MRI shows an 11mm superficial mass lesion of the nasal bridge. The differential diagnosis includes nasal glioma, dermal cyst, or dermal sinus.
Squamous-lined cyst with keratinous debris as well as sebaceous sweat gland elements (upper right) are present in this dermoid cyst.
Epidermoid cysts consist with stratified epithelium with keratin formation whereas dermoid cysts also contain adnexal structures such as sebaceous glands and hair follicles (Fletcher). They comprise approximately 1% of primary intracranial tumors. Although benign, these cysts can rupture and lead to inflammation of the surrounding parenchyma.
These cysts are slow growing and can be clinically silent for years. Broadly, they can be extradural or intradural. Intradural tumors are harder to excise since they are in close proximity to neurovascular structures (Gormley).
The most common location is the cerebellopontine angle; other sites include prepontine cisterns, sellar region and ventricular system (ie. the lateral and fourth ventricles)(Meng).

****************

> [What you have to do]
Rewrite the stretch from "The most common" through "and fourth ventricles)(Meng)." in the passage on dermoid and epidermoid cysts above, substituting "CP angle" for "cerebellopontine angle".

> [Data section]
****************

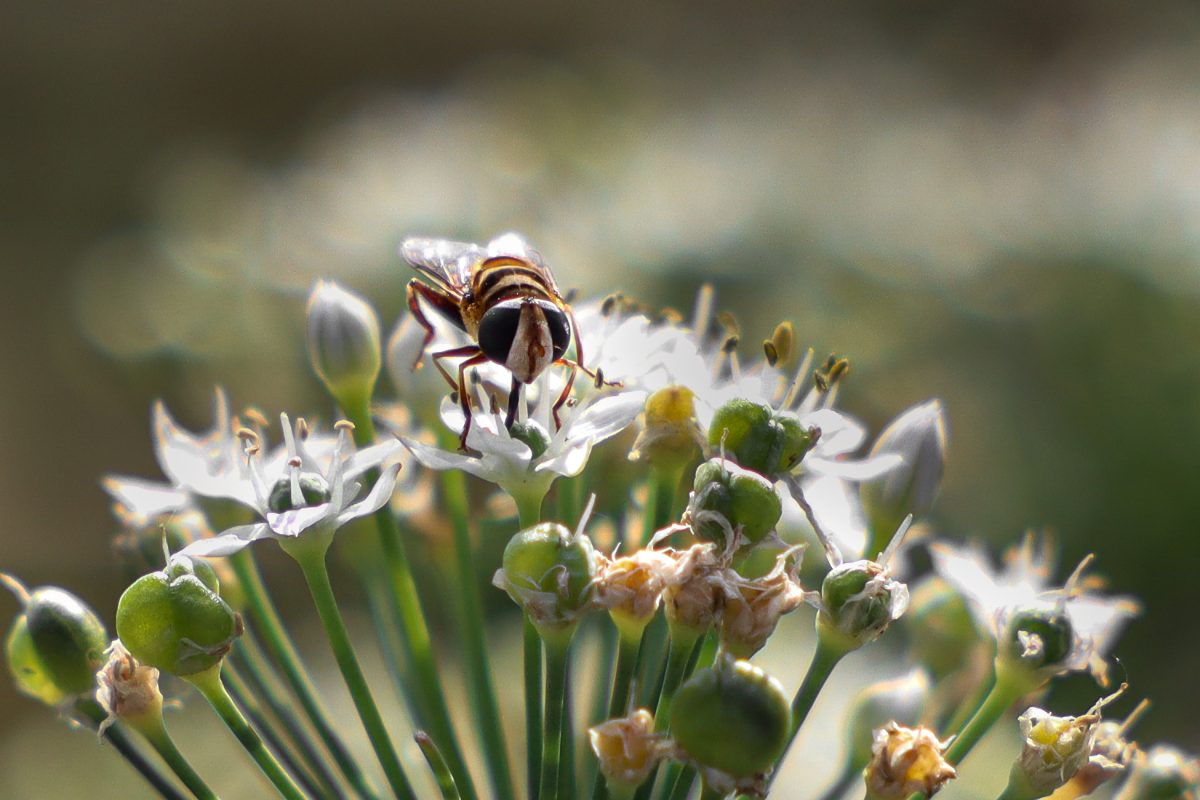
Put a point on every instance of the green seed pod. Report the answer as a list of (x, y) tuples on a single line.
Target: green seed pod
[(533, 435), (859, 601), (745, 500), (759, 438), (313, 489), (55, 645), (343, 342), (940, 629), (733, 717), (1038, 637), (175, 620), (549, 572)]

****************

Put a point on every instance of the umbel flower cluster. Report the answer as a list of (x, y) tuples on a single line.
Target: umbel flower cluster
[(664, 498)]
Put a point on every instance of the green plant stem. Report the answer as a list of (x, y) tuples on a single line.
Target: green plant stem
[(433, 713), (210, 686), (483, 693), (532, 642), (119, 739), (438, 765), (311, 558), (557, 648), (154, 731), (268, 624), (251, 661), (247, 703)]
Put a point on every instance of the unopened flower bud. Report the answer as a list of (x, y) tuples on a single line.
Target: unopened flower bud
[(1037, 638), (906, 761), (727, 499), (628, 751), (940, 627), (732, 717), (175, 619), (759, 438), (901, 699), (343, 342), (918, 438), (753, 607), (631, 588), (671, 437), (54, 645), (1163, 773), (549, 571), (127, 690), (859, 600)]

****************

> [Reply]
The most common location is the CP angle; other sites include prepontine cisterns, sellar region and ventricular system (ie. the lateral and fourth ventricles)(Meng).